GIVEN TASK:
Emit a verbatim copy of the lines running from the line with "Expected: one point per instance of the radiator" through the end of the material below.

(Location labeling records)
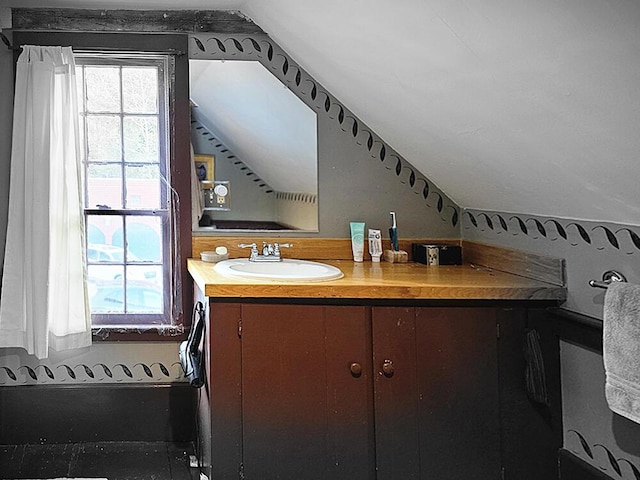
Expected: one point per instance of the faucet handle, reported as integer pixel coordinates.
(276, 247)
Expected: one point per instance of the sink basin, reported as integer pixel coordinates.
(287, 270)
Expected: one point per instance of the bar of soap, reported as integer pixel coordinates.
(393, 256)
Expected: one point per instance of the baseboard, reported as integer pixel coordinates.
(97, 413)
(574, 468)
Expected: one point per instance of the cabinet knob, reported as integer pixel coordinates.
(356, 369)
(387, 368)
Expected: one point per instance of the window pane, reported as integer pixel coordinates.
(144, 298)
(101, 230)
(103, 138)
(104, 186)
(144, 238)
(103, 89)
(100, 277)
(140, 90)
(143, 186)
(140, 139)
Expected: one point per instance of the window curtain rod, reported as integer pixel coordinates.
(178, 53)
(6, 41)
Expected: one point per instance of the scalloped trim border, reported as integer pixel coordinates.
(83, 373)
(614, 463)
(600, 236)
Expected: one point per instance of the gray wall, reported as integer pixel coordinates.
(589, 249)
(360, 178)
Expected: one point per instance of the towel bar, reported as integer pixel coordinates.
(608, 277)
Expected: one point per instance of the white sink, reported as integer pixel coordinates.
(287, 270)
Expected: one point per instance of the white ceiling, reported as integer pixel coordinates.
(509, 105)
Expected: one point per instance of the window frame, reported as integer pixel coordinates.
(176, 45)
(165, 68)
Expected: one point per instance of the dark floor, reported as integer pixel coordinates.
(111, 460)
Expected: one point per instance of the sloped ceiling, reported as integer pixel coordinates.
(515, 106)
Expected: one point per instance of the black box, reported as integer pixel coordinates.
(447, 254)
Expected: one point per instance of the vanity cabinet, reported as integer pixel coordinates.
(351, 392)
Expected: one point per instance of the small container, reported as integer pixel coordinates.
(220, 254)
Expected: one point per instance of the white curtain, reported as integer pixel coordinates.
(44, 302)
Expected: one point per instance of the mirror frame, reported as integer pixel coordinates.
(260, 48)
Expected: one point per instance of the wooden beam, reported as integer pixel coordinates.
(65, 19)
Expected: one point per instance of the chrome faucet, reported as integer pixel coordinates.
(270, 252)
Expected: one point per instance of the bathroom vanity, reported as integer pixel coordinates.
(395, 371)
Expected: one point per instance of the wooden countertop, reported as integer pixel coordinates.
(367, 280)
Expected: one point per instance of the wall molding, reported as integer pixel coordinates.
(619, 466)
(221, 150)
(88, 372)
(574, 232)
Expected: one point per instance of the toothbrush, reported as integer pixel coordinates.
(393, 232)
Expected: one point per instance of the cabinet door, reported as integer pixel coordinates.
(436, 393)
(459, 415)
(396, 395)
(306, 405)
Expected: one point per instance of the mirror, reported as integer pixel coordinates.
(263, 139)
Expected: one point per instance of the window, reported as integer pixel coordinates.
(123, 102)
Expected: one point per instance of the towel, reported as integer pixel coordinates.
(621, 349)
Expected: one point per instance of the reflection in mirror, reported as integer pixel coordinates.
(264, 142)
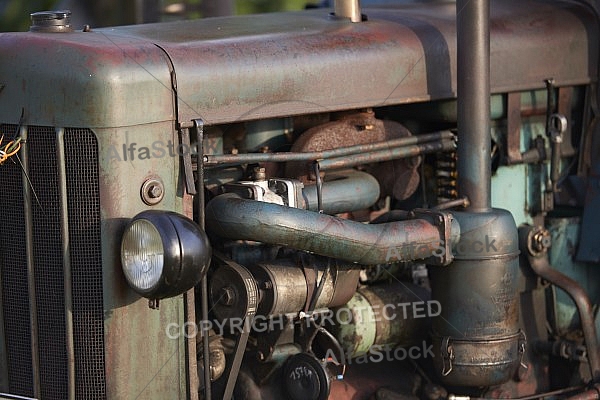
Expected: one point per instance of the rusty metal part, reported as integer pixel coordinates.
(152, 191)
(287, 287)
(538, 260)
(51, 21)
(473, 96)
(230, 275)
(481, 345)
(388, 155)
(399, 178)
(384, 315)
(248, 158)
(513, 130)
(231, 217)
(343, 191)
(590, 394)
(347, 9)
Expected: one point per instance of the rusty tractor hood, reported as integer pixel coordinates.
(250, 67)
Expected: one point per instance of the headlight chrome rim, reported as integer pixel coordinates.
(185, 249)
(143, 263)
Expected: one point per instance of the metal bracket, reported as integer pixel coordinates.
(442, 220)
(447, 355)
(188, 173)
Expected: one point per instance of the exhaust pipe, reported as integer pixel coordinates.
(476, 337)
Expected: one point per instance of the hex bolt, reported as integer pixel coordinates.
(227, 296)
(155, 191)
(541, 240)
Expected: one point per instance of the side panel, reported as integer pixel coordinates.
(142, 361)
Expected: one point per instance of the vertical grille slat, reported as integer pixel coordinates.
(82, 179)
(48, 262)
(83, 199)
(13, 266)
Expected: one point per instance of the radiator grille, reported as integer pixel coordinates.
(81, 161)
(13, 261)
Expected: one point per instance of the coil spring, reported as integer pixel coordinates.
(446, 175)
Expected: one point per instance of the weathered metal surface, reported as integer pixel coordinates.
(83, 80)
(343, 191)
(243, 68)
(141, 360)
(476, 337)
(231, 217)
(374, 322)
(535, 243)
(399, 178)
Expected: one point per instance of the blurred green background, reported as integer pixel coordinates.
(98, 13)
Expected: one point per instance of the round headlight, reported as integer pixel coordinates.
(163, 254)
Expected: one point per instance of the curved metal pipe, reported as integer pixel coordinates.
(231, 217)
(343, 191)
(541, 266)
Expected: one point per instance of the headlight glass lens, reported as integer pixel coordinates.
(142, 254)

TASK SOLUTION:
Expected: one point per instance of the radiator grille, reported as integer pixel coordinates.
(81, 161)
(13, 261)
Expected: one point per instance of the coil spring, reported as integer pixel coordinates.
(446, 175)
Expected: one point per instance of the weathered metal surface, reported as integer pixel coordinates.
(83, 80)
(343, 191)
(243, 68)
(141, 360)
(476, 337)
(231, 217)
(374, 322)
(535, 243)
(399, 178)
Expected: one point per instance of the blurred green background, reported as integer pixel coordinates.
(98, 13)
Expected: one point per instance of the round headlight, reported as integer pixel coordinates.
(163, 254)
Expected: one point per instance of the curved metal pipe, reported as integer pixel coordinates.
(231, 217)
(343, 191)
(541, 266)
Expected: one point per instance of the headlight glass lens, reported as integer pixel coordinates.
(142, 254)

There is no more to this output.